• **Region pointing data**
______

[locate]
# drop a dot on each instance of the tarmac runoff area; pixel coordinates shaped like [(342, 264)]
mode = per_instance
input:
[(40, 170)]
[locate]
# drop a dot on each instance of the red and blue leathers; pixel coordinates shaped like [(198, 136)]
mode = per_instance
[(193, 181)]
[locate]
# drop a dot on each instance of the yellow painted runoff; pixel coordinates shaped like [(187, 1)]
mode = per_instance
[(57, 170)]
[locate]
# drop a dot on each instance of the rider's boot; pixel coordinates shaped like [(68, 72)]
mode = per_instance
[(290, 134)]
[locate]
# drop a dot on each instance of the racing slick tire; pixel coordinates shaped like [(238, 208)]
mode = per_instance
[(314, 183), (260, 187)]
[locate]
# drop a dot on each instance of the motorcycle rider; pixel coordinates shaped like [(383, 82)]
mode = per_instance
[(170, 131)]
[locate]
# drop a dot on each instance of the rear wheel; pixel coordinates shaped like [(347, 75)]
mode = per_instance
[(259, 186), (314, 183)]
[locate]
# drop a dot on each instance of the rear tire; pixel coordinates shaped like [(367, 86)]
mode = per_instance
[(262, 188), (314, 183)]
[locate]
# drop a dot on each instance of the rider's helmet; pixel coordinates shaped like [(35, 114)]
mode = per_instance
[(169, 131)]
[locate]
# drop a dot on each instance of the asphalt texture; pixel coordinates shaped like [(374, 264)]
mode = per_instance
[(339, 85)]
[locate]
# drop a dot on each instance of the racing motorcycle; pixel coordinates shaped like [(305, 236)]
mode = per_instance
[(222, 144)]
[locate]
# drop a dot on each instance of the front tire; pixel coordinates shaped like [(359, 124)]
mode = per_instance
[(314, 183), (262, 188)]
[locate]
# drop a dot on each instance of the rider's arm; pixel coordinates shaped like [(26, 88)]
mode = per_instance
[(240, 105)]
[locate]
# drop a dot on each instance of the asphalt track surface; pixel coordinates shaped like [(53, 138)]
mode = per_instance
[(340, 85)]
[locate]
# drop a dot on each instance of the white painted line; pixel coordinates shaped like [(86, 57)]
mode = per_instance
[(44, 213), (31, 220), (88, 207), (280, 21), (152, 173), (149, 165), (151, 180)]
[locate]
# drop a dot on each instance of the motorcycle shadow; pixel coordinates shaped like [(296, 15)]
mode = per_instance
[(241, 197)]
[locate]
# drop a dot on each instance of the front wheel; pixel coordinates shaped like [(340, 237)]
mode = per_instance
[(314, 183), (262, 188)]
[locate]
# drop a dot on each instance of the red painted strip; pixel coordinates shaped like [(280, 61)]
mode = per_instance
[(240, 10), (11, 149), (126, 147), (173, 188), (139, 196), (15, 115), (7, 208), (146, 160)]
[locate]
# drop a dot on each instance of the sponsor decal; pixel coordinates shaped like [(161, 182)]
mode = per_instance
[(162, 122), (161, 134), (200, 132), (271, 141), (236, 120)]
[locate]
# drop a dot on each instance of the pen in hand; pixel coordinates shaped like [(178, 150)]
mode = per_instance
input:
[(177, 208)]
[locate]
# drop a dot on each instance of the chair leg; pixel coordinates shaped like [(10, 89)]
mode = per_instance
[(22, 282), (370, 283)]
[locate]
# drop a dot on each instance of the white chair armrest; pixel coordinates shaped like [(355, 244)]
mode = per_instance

______

• **EXERCISE PROMPT**
Copy the entries word for word. Leave nothing out.

• **SOLUTION TO THIS EXERCISE**
[locate]
# drop a dot on each instance of the tarmac runoff area; pixel coordinates shaped like [(342, 264)]
mode = per_instance
input:
[(40, 170)]
[locate]
# drop a dot on each instance of the red and blue leathers; pixel coordinates shaped like [(198, 136)]
mode = per_instance
[(193, 181)]
[locate]
# drop a dot on each instance of the yellow painted runoff; pixel coordinates shaped like [(187, 1)]
mode = per_instance
[(57, 170)]
[locate]
# drop a dot on each instance of the rider's boot; pixel coordinates shaped like [(68, 72)]
mode = per_instance
[(290, 134)]
[locate]
# drop a dot on each instance of the racing slick tire; pixel coordinates shaped like [(238, 208)]
mode = per_instance
[(314, 183), (260, 187)]
[locate]
# drop a dot on each instance of the motorcycle rider; pixel coordinates shaped like [(383, 82)]
mode = per_instance
[(170, 131)]
[locate]
# drop a dot on each instance of the rear wheel; pixel coordinates shaped like [(347, 75)]
mode = per_instance
[(259, 186), (314, 183)]
[locate]
# drop a dot on each instance of the rear tire; pixel coordinates shaped like [(367, 86)]
mode = per_instance
[(262, 188), (314, 183)]
[locate]
# drop a dot on each instance of the rider's helmet; pixel coordinates shaped like [(35, 114)]
mode = per_instance
[(169, 131)]
[locate]
# drop a dot on each instance of the asphalt texture; pixel coordinates shaped like [(374, 264)]
mode = per_instance
[(339, 85)]
[locate]
# drop a dot on each instance of the racing motorcycle; pixel coordinates shaped like [(305, 236)]
mode = per_instance
[(222, 144)]
[locate]
# drop a dot on each instance of the front tire; pixel coordinates shaped like [(359, 124)]
mode = per_instance
[(314, 183), (262, 188)]
[locate]
# drop a dot on each instance of the rider's arm; pixel coordinates shaped like [(26, 88)]
mode = per_instance
[(240, 105)]
[locate]
# drop a dot on each instance of the asphalt track surface; pixel coordinates shaped like [(53, 138)]
mode = per_instance
[(340, 85)]
[locate]
# drop a dot on each instance of the white painted line; pixel coordinates shaped like [(86, 57)]
mode = per_instance
[(44, 213), (31, 220), (88, 207), (280, 21), (152, 173), (149, 165), (151, 180)]
[locate]
# drop a dot on each instance of the motorcycle shadow; pixel coordinates shaped like [(296, 15)]
mode = per_instance
[(241, 197)]
[locate]
# drop a dot on each instance of the front wheel; pixel coordinates shaped like [(340, 237)]
mode = per_instance
[(314, 183), (262, 188)]
[locate]
# drop a dot on each instance of the red painted strip; pixel coordinates shaped like [(280, 61)]
mode = per_instance
[(240, 10), (11, 149), (126, 147), (173, 188), (139, 196), (15, 115), (7, 208), (146, 160)]
[locate]
# drop a dot on each instance of the sponsor decal; pixel coordinates shaped like [(161, 182)]
mode = per_instance
[(162, 122), (161, 134), (200, 132), (271, 141), (236, 120)]
[locate]
# drop a dot on each instance of the pen in hand; pixel coordinates shaped like [(178, 150)]
mode = per_instance
input:
[(177, 208)]
[locate]
# drop a dot on each instance of the chair leg; pixel coordinates shaped like [(10, 89)]
mode = per_instance
[(22, 282), (370, 283)]
[locate]
# drop a dot on each instance of the white chair armrest; pixel coordinates shaped like [(355, 244)]
mode = per_instance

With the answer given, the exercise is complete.